| DATA FOR THIS TASK |
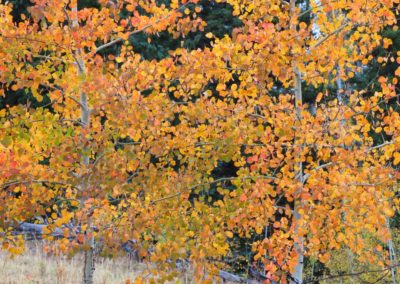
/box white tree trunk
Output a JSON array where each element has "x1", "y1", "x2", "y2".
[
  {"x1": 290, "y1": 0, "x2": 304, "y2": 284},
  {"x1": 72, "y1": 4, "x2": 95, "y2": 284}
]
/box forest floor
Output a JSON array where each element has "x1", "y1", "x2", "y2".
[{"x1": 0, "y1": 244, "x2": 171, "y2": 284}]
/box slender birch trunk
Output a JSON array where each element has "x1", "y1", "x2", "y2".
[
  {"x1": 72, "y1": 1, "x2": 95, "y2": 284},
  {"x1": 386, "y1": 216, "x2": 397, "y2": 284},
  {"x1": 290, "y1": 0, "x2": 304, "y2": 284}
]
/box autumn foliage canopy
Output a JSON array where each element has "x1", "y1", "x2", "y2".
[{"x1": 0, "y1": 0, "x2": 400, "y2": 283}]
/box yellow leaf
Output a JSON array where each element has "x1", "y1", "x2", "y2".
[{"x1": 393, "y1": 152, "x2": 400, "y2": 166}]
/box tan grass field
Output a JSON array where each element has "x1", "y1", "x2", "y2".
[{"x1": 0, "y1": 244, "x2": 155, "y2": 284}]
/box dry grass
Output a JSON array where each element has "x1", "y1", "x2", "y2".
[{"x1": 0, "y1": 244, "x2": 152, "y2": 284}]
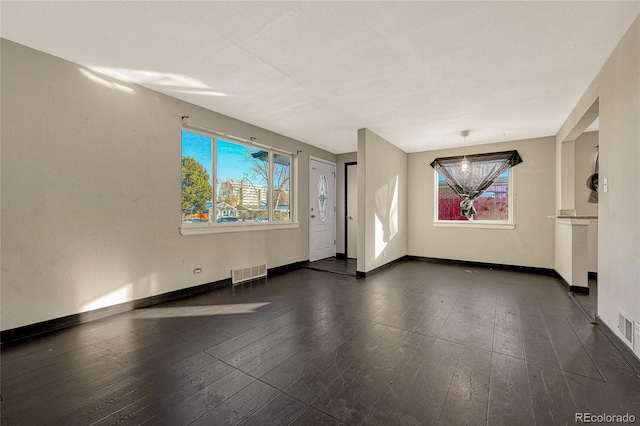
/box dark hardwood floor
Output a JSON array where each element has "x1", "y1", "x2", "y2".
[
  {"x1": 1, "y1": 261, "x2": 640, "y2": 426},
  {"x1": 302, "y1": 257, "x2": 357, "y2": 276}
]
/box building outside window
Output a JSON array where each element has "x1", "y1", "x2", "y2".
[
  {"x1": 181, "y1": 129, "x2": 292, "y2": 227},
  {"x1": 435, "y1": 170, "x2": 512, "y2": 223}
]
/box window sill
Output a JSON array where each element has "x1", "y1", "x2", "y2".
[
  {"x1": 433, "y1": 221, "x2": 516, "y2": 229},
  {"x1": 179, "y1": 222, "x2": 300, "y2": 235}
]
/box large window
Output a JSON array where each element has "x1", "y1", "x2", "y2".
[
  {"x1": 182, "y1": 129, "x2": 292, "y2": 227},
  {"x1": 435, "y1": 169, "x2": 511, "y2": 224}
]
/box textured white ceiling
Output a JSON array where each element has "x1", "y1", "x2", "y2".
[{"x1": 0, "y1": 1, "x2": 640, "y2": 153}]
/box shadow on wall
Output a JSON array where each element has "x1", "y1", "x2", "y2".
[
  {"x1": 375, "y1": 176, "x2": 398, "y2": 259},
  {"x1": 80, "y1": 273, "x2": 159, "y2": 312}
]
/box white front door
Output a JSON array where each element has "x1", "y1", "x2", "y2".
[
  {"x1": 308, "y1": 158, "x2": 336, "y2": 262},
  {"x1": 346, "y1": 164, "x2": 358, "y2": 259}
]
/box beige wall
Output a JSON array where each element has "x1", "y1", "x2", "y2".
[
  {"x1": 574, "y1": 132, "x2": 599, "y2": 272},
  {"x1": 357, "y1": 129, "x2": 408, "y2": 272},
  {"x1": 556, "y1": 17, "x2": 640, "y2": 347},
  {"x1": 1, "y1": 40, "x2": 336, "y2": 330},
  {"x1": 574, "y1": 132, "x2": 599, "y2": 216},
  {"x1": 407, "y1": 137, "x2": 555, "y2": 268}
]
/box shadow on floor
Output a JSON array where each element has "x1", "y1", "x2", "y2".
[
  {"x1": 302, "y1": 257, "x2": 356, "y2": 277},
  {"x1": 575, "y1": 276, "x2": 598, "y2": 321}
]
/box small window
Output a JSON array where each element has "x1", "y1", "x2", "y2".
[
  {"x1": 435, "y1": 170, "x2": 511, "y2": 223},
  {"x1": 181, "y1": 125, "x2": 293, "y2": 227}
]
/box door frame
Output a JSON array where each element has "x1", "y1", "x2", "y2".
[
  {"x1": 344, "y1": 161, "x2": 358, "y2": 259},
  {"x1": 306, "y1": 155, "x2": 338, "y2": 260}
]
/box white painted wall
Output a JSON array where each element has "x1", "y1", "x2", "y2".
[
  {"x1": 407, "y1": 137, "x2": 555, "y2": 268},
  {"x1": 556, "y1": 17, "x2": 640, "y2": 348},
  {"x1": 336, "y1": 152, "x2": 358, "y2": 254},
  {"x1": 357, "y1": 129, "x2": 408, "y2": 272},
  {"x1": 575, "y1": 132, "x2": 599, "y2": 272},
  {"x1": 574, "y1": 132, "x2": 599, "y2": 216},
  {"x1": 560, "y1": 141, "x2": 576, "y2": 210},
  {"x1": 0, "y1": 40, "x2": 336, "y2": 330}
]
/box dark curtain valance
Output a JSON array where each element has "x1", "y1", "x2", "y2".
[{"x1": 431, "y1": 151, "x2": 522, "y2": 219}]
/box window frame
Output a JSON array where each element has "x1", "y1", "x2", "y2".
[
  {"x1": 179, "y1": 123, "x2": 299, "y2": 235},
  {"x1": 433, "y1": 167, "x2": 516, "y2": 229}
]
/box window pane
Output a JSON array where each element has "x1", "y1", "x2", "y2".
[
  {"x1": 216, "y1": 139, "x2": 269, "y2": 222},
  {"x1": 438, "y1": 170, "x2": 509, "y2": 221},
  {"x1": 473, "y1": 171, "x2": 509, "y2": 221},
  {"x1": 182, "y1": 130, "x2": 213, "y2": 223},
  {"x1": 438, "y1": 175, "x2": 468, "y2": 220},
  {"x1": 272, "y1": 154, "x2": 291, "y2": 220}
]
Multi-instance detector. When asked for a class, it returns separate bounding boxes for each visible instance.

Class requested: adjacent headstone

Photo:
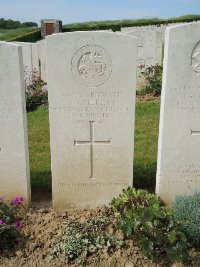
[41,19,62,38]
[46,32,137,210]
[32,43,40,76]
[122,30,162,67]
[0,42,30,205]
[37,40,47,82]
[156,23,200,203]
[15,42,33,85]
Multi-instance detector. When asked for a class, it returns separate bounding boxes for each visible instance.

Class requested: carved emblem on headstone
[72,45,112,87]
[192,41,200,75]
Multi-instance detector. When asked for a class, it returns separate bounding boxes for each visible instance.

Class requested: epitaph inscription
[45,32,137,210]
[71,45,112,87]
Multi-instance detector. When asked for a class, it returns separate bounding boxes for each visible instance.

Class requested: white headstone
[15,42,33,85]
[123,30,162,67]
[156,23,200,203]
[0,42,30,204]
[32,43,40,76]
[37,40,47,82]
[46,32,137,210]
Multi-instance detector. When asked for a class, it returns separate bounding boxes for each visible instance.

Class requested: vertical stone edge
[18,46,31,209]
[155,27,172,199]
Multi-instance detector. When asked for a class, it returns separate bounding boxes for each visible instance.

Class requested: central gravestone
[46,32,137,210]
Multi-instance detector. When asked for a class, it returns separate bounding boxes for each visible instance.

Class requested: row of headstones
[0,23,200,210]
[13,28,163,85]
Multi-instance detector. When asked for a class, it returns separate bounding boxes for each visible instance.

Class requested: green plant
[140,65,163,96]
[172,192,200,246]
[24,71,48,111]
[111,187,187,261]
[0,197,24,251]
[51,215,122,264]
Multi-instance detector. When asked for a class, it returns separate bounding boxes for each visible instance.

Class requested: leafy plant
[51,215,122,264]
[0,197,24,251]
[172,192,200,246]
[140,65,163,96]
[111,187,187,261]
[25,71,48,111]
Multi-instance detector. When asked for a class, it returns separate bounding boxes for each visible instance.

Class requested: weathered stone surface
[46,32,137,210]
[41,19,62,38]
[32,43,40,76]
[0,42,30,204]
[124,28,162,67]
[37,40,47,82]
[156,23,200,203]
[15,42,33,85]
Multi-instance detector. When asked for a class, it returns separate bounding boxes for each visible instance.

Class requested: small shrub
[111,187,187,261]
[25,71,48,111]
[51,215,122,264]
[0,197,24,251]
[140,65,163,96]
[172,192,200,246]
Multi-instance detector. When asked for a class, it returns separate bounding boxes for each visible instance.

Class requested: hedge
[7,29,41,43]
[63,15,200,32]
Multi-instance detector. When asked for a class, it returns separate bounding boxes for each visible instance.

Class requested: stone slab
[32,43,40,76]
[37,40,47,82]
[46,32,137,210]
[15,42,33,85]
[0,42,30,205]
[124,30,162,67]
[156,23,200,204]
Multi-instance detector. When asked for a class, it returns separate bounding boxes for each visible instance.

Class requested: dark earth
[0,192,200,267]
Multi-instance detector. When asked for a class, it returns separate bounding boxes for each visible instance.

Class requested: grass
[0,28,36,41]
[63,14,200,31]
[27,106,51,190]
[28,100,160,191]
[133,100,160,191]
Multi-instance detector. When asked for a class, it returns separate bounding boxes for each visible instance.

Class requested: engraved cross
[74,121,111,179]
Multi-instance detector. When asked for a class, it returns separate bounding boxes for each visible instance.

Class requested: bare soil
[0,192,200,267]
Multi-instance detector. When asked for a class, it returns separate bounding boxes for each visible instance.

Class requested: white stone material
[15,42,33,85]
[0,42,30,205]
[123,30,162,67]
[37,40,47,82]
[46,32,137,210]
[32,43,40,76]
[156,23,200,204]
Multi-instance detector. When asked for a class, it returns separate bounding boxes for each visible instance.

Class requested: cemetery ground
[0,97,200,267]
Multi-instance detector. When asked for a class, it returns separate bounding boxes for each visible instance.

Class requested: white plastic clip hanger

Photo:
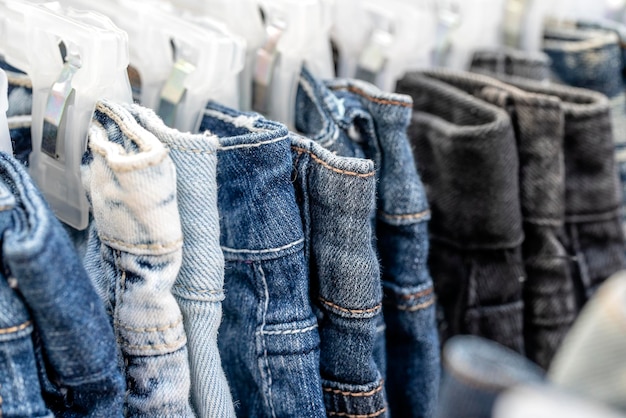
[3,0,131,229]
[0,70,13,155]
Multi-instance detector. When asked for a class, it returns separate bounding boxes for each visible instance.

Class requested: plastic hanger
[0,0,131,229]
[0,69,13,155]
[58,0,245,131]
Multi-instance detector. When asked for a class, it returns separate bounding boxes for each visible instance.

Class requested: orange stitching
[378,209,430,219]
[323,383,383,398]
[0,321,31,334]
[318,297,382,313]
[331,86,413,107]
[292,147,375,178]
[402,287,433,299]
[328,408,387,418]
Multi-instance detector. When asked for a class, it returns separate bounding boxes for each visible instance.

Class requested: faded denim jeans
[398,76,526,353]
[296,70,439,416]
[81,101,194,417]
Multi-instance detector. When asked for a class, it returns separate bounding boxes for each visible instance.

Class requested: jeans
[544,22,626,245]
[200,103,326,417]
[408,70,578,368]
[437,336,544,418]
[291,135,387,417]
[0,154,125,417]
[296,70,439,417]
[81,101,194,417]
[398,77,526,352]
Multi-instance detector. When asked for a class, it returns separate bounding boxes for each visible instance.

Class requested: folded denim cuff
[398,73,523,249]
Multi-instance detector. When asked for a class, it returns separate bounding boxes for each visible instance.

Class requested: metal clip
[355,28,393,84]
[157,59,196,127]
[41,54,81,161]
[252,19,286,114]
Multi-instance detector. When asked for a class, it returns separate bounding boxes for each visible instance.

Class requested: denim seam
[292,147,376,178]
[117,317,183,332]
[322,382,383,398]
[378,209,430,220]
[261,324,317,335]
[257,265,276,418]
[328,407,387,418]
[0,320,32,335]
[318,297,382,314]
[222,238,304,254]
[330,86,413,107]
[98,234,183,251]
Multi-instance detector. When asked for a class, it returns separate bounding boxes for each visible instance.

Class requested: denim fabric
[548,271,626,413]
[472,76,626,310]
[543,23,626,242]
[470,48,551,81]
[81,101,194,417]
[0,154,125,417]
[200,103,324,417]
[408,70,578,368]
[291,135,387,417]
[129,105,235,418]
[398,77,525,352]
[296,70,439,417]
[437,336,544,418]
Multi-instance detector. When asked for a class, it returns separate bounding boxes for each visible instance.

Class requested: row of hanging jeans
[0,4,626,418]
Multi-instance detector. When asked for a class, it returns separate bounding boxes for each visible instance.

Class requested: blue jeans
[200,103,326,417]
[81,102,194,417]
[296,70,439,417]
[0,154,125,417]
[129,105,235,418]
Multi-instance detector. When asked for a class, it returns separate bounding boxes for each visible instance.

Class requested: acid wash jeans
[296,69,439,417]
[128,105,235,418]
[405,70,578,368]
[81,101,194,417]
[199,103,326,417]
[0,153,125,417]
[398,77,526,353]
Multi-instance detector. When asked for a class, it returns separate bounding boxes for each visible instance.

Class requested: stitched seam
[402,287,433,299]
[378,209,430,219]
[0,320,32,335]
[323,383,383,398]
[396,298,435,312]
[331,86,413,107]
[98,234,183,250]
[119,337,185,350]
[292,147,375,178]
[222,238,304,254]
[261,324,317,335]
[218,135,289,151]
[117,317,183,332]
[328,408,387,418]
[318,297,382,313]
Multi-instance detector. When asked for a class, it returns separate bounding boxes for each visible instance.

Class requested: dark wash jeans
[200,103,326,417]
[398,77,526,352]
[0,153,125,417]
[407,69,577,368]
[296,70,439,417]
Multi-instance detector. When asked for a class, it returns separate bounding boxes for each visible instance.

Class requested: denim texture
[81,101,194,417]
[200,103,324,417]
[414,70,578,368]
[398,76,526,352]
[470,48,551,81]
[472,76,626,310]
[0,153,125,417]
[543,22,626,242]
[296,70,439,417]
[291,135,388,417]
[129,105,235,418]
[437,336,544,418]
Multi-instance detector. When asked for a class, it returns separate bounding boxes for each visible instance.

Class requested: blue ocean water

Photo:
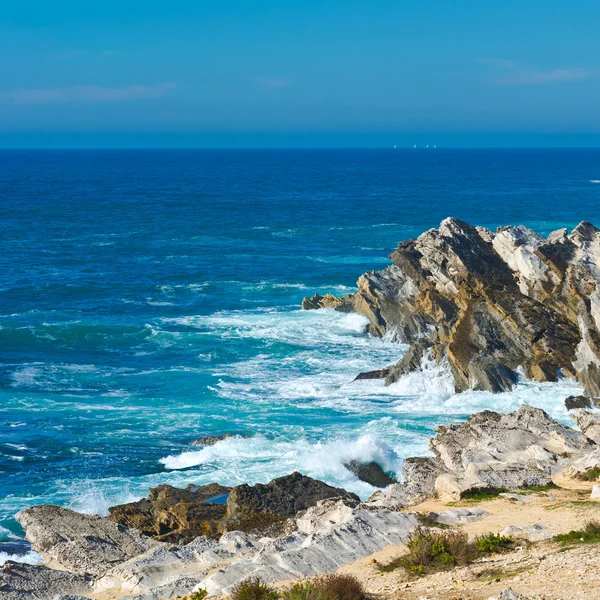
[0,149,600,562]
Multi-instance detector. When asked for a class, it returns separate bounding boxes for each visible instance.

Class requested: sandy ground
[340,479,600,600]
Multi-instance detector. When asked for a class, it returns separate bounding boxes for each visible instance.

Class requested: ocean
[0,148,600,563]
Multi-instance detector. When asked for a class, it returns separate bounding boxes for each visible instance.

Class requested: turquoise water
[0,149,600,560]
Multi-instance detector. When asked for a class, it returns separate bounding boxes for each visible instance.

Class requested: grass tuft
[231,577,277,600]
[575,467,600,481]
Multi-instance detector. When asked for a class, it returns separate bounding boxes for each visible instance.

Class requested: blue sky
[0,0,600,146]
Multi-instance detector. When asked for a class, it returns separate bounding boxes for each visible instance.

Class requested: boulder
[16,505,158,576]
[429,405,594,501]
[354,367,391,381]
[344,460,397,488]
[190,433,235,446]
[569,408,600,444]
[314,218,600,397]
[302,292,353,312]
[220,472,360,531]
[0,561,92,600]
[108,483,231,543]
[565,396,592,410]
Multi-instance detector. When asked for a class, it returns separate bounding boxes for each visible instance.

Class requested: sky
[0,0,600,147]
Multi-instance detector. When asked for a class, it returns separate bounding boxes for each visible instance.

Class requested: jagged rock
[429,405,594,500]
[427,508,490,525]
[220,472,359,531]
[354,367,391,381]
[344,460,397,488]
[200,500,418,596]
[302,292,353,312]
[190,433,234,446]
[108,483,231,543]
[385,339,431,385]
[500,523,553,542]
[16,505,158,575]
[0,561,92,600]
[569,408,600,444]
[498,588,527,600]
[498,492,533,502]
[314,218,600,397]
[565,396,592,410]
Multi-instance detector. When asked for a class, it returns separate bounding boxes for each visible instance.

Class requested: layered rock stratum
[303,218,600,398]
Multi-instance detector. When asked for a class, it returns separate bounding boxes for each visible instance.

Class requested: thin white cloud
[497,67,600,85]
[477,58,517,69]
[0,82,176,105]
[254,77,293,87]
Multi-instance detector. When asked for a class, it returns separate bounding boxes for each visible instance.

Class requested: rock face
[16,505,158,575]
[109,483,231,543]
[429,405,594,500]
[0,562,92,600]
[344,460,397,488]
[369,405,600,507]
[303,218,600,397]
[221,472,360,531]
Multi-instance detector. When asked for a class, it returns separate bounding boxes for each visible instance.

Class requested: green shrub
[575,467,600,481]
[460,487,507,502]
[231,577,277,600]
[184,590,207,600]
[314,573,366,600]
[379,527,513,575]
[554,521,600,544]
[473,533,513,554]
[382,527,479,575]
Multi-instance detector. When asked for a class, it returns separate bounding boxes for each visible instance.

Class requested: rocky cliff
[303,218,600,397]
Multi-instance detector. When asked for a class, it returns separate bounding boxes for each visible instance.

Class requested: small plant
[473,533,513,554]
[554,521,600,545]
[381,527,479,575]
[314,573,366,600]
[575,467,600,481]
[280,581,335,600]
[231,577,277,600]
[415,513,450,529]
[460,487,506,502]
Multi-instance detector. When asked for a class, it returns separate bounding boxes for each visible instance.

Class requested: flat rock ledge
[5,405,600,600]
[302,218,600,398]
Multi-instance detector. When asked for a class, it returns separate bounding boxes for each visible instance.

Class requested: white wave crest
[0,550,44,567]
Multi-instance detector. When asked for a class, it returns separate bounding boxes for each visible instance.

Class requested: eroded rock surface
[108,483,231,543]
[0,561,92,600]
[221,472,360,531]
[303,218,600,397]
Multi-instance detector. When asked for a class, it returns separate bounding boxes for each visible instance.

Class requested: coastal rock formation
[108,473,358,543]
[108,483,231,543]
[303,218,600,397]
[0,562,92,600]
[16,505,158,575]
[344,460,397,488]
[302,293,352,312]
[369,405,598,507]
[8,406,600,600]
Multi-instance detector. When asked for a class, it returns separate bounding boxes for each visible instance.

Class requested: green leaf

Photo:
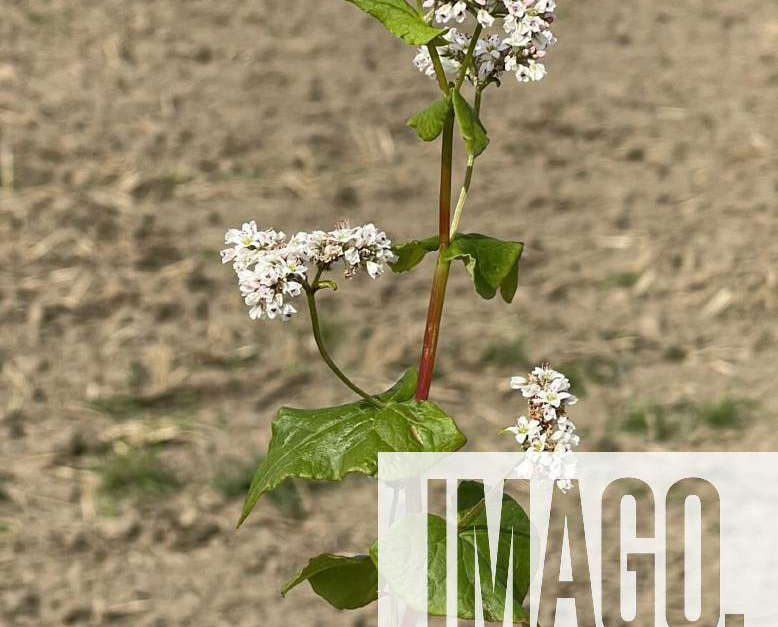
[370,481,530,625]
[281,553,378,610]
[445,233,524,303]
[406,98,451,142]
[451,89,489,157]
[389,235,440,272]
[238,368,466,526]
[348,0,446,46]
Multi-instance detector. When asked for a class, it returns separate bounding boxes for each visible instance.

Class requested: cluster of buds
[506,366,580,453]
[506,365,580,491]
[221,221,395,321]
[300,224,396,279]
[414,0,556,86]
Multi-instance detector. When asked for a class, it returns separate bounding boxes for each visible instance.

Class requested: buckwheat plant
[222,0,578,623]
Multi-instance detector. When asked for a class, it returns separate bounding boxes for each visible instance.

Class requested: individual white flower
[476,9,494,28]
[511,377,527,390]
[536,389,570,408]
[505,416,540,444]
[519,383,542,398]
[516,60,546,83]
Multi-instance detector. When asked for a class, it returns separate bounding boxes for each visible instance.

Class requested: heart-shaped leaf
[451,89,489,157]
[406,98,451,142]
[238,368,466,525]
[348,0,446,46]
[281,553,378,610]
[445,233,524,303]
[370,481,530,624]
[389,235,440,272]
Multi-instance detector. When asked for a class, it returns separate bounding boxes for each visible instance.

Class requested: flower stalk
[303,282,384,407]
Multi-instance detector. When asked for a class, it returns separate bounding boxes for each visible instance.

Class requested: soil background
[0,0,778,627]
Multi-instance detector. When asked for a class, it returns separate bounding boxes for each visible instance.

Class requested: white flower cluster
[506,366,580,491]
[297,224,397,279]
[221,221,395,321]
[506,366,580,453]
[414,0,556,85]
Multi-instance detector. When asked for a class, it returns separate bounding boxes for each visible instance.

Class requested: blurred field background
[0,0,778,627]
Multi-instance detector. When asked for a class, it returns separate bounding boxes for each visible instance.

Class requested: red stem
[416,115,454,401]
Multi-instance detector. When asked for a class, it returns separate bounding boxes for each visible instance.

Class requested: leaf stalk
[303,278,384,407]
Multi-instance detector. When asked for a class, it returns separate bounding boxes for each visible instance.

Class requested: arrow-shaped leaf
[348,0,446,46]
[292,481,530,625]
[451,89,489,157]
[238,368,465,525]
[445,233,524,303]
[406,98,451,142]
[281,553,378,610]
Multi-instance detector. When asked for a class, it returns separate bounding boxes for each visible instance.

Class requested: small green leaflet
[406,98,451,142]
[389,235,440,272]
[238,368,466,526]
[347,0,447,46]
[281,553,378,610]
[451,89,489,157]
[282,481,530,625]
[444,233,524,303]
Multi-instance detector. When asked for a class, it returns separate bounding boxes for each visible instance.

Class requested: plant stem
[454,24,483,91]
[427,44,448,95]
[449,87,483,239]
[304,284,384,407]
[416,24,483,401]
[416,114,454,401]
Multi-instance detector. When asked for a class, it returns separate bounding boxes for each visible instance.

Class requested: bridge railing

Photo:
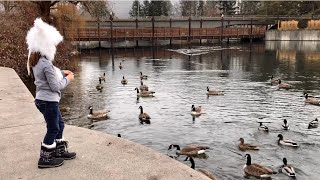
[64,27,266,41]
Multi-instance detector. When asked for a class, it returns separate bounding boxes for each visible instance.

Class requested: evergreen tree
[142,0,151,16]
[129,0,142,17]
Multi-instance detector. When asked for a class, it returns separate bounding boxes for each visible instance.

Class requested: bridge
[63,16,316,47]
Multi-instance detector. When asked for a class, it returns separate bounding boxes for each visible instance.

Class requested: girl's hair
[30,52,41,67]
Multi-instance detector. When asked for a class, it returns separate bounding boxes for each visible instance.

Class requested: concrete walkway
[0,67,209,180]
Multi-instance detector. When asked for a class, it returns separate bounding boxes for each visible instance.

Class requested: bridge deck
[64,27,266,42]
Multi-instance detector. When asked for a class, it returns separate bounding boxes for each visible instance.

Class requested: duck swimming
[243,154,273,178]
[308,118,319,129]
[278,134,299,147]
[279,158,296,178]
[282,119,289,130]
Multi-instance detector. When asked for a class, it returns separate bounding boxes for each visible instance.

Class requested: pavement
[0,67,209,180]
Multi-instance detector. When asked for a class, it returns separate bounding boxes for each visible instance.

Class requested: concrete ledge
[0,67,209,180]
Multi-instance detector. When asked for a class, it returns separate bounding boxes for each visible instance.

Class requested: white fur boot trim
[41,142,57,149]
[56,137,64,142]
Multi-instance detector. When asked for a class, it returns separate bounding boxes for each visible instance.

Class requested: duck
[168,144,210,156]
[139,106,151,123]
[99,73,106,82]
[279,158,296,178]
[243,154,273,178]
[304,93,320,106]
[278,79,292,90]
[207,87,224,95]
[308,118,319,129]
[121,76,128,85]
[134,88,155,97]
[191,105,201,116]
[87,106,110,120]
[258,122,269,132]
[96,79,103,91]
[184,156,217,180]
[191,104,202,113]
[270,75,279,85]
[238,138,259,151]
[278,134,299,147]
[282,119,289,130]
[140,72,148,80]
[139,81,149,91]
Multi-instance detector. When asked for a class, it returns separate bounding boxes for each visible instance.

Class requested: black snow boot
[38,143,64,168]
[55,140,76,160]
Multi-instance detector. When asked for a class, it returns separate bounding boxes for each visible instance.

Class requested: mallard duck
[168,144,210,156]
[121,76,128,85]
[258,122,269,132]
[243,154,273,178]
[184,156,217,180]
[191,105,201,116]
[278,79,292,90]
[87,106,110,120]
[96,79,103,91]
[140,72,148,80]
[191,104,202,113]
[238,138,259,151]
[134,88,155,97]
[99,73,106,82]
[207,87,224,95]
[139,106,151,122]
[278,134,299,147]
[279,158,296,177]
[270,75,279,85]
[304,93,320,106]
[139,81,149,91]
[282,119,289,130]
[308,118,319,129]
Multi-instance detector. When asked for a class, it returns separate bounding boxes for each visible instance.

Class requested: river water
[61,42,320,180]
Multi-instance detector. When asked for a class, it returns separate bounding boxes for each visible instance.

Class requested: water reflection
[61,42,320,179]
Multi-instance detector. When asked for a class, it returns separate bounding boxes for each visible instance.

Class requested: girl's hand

| SET EXERCISE |
How many lines in the records above contain the string "wash"? Reply with the number alone.

| EXPECTED OUTPUT |
2